### EXERCISE GOAL
Every record that follows should appear again in your answer, exactly the same.

■ ■ ■ ■ ■

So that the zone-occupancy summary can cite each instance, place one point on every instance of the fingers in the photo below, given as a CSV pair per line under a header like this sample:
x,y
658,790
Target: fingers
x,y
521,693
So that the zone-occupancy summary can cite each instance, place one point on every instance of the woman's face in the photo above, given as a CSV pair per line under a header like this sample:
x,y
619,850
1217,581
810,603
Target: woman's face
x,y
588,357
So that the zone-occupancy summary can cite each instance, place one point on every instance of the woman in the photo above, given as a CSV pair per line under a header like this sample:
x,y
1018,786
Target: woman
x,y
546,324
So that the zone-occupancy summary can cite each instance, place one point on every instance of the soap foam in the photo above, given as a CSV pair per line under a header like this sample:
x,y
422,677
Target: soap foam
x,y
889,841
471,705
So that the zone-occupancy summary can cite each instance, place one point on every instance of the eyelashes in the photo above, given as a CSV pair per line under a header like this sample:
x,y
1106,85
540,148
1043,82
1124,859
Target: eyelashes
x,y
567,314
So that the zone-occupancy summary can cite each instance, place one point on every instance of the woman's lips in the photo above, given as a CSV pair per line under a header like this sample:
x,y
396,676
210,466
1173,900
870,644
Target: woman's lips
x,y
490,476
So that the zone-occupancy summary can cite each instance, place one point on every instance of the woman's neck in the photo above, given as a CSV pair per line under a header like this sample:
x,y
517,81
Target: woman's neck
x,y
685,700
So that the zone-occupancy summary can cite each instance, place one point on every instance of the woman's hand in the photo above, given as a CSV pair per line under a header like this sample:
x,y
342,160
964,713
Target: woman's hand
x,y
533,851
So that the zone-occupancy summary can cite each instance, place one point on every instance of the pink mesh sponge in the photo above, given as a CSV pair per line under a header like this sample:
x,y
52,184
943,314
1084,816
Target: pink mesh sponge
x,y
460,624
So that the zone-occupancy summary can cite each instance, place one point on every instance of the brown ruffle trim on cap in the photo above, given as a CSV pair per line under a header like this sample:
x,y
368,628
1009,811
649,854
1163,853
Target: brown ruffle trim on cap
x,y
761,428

■ ■ ■ ■ ■

### THE COMPLETED TASK
So that the zone-occupancy summary can cite each instance, place one point on every instance of the fingers in the photo below, given as a CSV pair per line under a header like this sample:
x,y
658,790
Target: fingers
x,y
521,693
So that the zone-occupancy summary can cite each instance, place one point on every instance of the woman's face in the photo above, given as a CSV pair per line under a header like this sample:
x,y
619,850
1217,581
810,603
Target: woman's face
x,y
588,357
So that the zone-occupancy summary can cite each instance, place one point on every instance of the woman in the photo above, given as a CSV pair per line under a header like this sample:
x,y
1018,786
Target: woman
x,y
546,324
So that the zone-occupancy summary can cite each instance, place one point on every instance of the soap foam in the photo above, given as a CSV pair per line under a header like this sample:
x,y
422,677
Target: soap foam
x,y
889,841
471,705
So that the zone-occupancy summary can cite each instance, place one point on every instance of the eyelashes in the photo above, given as a CSV pair per line under a header like this sample:
x,y
1106,85
540,148
1043,82
1124,859
Target: eyelashes
x,y
567,314
So that the zone-occupancy summary can cite each instance, place one point on every instance of the woman's lips in the photo above, given as a CSV pair per line under a header like this sample:
x,y
396,676
210,466
1173,900
870,644
Target: woman's lips
x,y
490,476
So that the zone-occupancy summary can cite each instance, place one point on every instance of the woman's neck in the photo above, given as a CSV pair per line under a header like this sample:
x,y
517,81
Target: woman's neck
x,y
685,700
So that the zone-occupancy summary can cite each instance, place one point on every instance of the woman's hand in the photo above, given as a CSV pair per line under a header like this sample:
x,y
342,160
964,713
Target: woman's hand
x,y
533,851
So that the zone-occupancy summary can cite each instance, place one point on every instance of the pink mesh sponge in the photo above, given as a CSV pair per line under a header like this sample:
x,y
52,184
943,314
1084,816
Target: pink mesh sponge
x,y
460,624
So that the zone-occupancy summary can cite each instance, place one point on every instance of the brown ruffle trim on cap in the photo above, given as a CSV pair per line under a header like this sample:
x,y
368,628
1009,811
649,854
1163,853
Target: brown ruffle trim on cap
x,y
761,428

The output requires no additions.